• EXCERPT TO READ:
--*--

President Bush should not be demonised, writes Gerard Baker
Last weekend, a couple of dozen miles and a large mood swing away from the stein-wielding, lederhosen-clad revellers of the Oktoberfest, a group of American and German scholars, policymakers and journalists gathered in the Bavarian countryside for yet another examination of the US-European relationship.
The conference, a joint venture between Atlantik-Brucke, a German think-tank, and the Atlanta-based Southern Center for International Studies, took place on the shores of Starnberger See, a long finger of placid water best known as the site where King Ludwig II is reputed to have drowned himself.
Though the simple bucolic grace of the location was invigorating enough, it was hard to lift an enshrouding gloom of the sort that must have driven poor old Ludwig to take his own life.
It is not just that the US and Germany remain on opposite sides of the Iraq equation, or that the transatlantic rift over fighting terrorism is as wide as ever. Nor is it simply that Europe's steadily ticking demographic time-bomb is filling Germans especially with deep foreboding about the old continent's relevance to the US and the wider world in the next half-century.
For this conferee the most troubling conclusion of the fascinating discussion - as well as others I have attended recently - is the vast gulf of misunderstanding that still separates the two sides.
It is only on trips to Europe that it is possible to see clearly the unique position the current American administration occupies in the demonology of many Europeans.
I was told, for example, over the course of the weekend by a senior German government official, in all seriousness, that the real reason President Bush had gone to war in Iraq was because he is a Christian fundamentalist who sees his destiny in messianic terms, smiting the enemies of God everywhere.
Another pundit, this time from the private sector, repeated the now familiar canard that it was southern Bible Belt piety that lay behind US policy towards Israel - almost half of Americans believe apparently that Ariel Sharon is simply fulfilling biblical prophecy and, while we're on the subject, let's not forget that Tony Blair has shown a disturbing commitment to religious convictions, too. By contrast, of course, Germany and France pursue a policy of enlightened rational secularism at all times.
It occurred to me as I listened to this that perhaps large numbers of Europeans honestly believe that President Bush gets down on his knees every day and seeks divine assistance on how to handle the next issue of 10-year Treasury bonds.
There is nothing new about this cliched view of America, but it is much more pernicious now. The most powerful illusion under which many Europeans seem to be labouring is the idea that if only President Bush would go away, the world would revert to the status quo ante, a mythical world of brotherly love and UN-mandated multilateralism.
As President Bush's Iraq-related domestic political troubles mount, many Europeans are starting to ponder excitedly the prospect of a return to that utopia. It is as though they expect that in his first few weeks in office, President Wesley Clark or Howard Dean will open the cells on Guantanamo Bay, send the blue helmets into Iraq, adopt Kyoto as the 28th amendment to the US constitution and prostrate himself in front of the Elysee Palace to beg for Jacques Chirac's forgiveness.

--*--

• COMPLETE THE FOLLOWING:
[a] In the column on US-European relations, which two organizations jointly ran the conference at Starnberger See?
[b] Copy the column's text word for word from "Though the simple" to "his own life.".

--*--

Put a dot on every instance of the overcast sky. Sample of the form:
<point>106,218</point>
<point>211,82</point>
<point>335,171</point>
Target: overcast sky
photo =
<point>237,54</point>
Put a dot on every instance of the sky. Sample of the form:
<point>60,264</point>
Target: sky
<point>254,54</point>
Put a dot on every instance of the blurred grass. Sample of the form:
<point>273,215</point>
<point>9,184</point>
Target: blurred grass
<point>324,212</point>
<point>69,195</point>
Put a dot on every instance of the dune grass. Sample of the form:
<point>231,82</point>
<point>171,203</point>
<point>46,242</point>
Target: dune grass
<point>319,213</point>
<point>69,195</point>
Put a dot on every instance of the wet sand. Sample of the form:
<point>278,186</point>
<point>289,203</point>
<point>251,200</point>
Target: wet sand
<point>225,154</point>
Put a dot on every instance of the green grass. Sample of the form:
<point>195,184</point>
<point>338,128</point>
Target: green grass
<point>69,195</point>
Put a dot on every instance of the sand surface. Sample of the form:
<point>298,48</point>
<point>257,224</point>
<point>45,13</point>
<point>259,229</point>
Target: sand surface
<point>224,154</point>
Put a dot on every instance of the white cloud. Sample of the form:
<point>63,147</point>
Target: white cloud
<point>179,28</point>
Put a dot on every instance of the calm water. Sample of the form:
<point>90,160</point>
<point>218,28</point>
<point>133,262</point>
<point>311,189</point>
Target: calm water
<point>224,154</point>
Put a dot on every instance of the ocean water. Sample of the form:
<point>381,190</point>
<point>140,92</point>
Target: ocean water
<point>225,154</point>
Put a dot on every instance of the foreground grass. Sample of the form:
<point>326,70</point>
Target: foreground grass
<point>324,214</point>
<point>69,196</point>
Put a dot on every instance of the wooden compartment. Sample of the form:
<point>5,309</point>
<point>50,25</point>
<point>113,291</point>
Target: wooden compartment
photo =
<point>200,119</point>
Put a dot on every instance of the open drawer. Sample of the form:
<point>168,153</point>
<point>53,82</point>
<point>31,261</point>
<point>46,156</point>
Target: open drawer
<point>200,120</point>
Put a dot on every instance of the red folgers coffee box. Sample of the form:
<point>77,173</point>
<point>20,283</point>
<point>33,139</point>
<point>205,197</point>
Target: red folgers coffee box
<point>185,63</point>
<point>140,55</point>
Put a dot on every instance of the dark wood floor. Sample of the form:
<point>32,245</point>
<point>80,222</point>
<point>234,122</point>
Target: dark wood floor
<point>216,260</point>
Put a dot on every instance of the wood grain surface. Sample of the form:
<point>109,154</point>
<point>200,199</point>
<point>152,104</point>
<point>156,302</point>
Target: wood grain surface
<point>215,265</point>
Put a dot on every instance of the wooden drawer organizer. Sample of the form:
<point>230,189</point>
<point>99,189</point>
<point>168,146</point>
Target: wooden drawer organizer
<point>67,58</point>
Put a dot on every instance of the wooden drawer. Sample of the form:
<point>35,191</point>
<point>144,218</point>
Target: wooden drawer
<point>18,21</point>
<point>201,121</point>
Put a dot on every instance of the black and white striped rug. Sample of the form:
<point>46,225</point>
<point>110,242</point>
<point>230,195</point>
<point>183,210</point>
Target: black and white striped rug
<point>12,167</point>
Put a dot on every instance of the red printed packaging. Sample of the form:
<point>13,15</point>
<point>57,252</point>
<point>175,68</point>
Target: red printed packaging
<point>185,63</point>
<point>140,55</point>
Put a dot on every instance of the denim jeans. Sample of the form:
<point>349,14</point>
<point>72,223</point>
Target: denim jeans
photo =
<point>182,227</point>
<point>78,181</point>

--*--

• PER-TASK OUTPUTS:
[a] Atlantik-Brucke and the Southern Center for International Studies.

[b]
Though the simple bucolic grace of the location was invigorating enough, it was hard to lift an enshrouding gloom of the sort that must have driven poor old Ludwig to take his own life.